* DATA ROWS *
•••••

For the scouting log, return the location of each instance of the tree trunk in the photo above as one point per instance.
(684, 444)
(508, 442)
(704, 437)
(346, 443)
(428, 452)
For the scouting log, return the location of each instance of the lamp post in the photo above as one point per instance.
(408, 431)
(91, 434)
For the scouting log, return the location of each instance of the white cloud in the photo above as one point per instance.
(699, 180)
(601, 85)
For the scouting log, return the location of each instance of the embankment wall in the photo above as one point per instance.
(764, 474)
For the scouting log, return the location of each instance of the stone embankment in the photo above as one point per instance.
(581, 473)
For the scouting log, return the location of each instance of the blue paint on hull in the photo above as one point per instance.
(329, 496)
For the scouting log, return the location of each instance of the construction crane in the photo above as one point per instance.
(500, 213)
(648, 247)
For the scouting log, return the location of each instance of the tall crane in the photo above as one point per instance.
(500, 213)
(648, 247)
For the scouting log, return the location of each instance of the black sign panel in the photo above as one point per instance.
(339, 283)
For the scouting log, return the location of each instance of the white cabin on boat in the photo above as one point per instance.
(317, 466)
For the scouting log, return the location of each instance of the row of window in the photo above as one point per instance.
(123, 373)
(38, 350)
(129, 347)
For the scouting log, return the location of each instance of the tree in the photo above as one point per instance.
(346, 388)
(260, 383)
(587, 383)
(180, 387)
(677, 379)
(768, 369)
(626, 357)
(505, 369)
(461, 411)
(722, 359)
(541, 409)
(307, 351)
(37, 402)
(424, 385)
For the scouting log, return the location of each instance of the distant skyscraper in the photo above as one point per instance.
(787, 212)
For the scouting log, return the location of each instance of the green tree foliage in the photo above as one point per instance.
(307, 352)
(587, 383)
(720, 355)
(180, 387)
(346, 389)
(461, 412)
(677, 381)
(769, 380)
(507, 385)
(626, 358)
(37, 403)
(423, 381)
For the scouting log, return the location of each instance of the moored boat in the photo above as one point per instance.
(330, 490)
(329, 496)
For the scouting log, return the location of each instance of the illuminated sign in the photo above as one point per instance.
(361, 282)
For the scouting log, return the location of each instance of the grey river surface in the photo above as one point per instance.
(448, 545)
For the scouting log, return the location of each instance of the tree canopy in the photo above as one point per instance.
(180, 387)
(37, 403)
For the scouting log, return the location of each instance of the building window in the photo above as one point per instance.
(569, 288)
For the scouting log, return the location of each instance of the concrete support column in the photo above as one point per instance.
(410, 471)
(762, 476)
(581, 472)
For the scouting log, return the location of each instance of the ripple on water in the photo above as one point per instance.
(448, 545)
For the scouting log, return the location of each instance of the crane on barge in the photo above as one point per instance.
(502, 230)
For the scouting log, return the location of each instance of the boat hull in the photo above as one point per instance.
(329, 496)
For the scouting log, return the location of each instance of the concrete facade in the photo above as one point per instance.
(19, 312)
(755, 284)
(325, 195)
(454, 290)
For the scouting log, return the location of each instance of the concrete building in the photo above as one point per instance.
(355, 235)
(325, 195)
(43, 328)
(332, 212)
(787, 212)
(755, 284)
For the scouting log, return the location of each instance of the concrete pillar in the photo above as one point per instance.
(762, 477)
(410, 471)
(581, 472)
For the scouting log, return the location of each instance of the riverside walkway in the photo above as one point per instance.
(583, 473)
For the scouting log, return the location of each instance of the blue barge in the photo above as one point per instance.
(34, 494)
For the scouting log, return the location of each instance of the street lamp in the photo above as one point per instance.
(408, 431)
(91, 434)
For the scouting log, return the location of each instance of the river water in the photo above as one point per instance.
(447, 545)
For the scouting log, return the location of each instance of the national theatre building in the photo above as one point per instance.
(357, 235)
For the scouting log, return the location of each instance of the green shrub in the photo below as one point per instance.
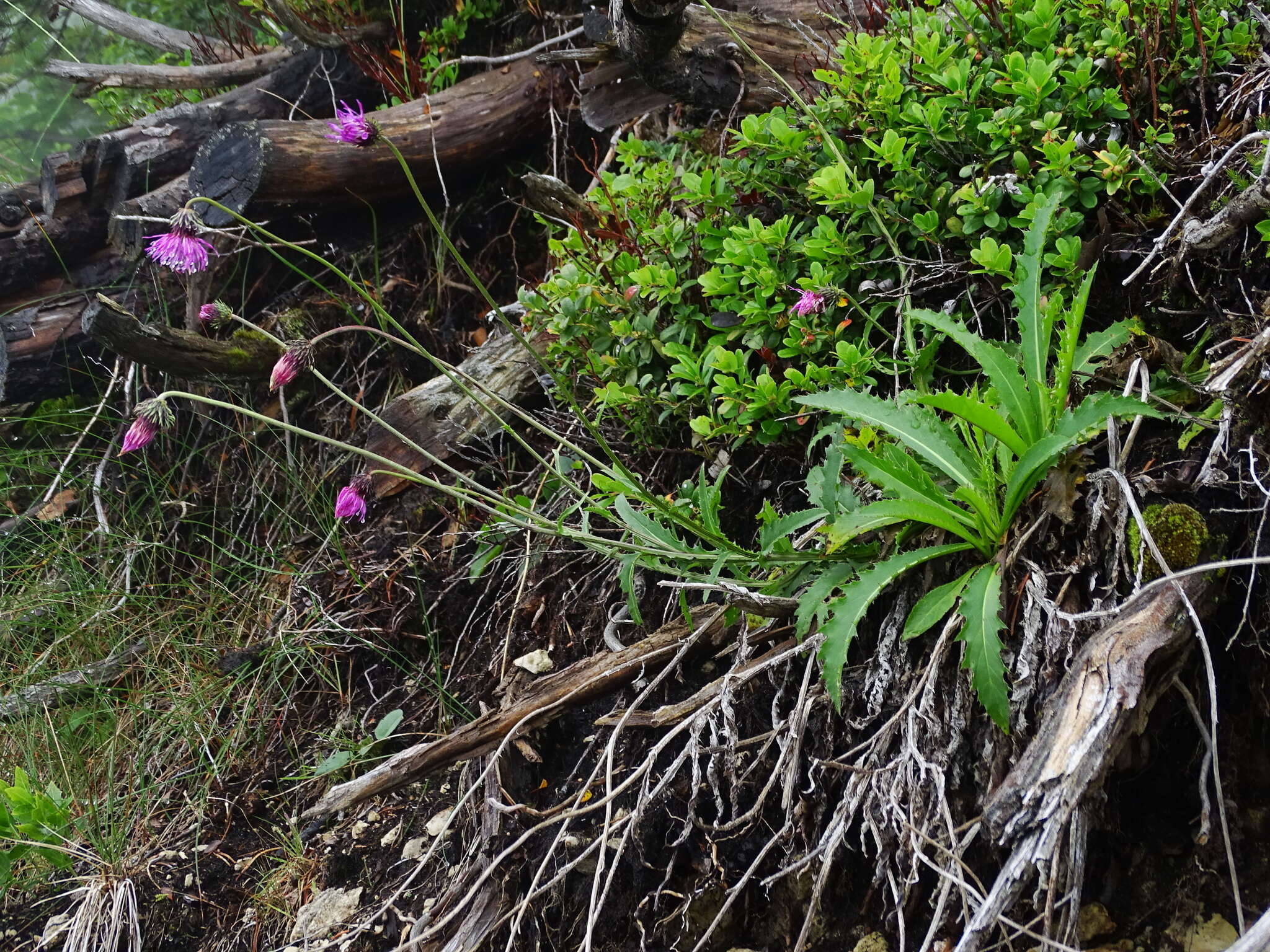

•••••

* WORK TO BE COMPLETED *
Convert the rows above into a Markdown table with the columns No. and Entry, one line per table row, numbered in order and skipping blank lines. Begin at the line that contains "of the boat" and stop at the end of the rows, leaving out any pictures.

* IN RESPONSE *
| No. | Entry |
|---|---|
| 1 | For the scouting log, return the location of each instance of the boat hull in the photo above as one point per instance. |
| 2 | (329, 496) |
| 3 | For the scouting log, return the location of each instance of the concrete facade in the photo above as one point per instance. |
| 4 | (19, 312) |
| 5 | (755, 284) |
| 6 | (325, 195) |
| 7 | (454, 290) |
| 8 | For the scouting log, return the location of each instance of the concrete building in the photo above as one point per instance. |
| 9 | (355, 235) |
| 10 | (325, 195) |
| 11 | (43, 328) |
| 12 | (332, 212) |
| 13 | (787, 212) |
| 14 | (755, 284) |
| 15 | For the scouting log, return the location of each instance of the concrete pillar in the photo above as one point per instance. |
| 16 | (762, 477) |
| 17 | (410, 471) |
| 18 | (581, 472) |
| 19 | For the scouting log, return the location of each instance of the riverside walkway in the photo above as one point per instance. |
| 20 | (583, 473) |
| 21 | For the scouting log, return the location of each instance of the blue barge in the photo above as one point per instance. |
| 22 | (34, 494) |
| 23 | For the scouting log, return the location of each instance of the street lamp in the photo above as one point per instance. |
| 24 | (408, 431) |
| 25 | (91, 434) |
| 26 | For the scouting log, return the location of each instance of the river water in the photo above as one point per instance. |
| 27 | (447, 545) |
| 28 | For the scouting log, return the location of each instance of the national theatre building in the photo above as one point per instance. |
| 29 | (357, 235) |
| 30 | For the scouting log, return the location of each instance of the green shrub in the photo below as one point per instance. |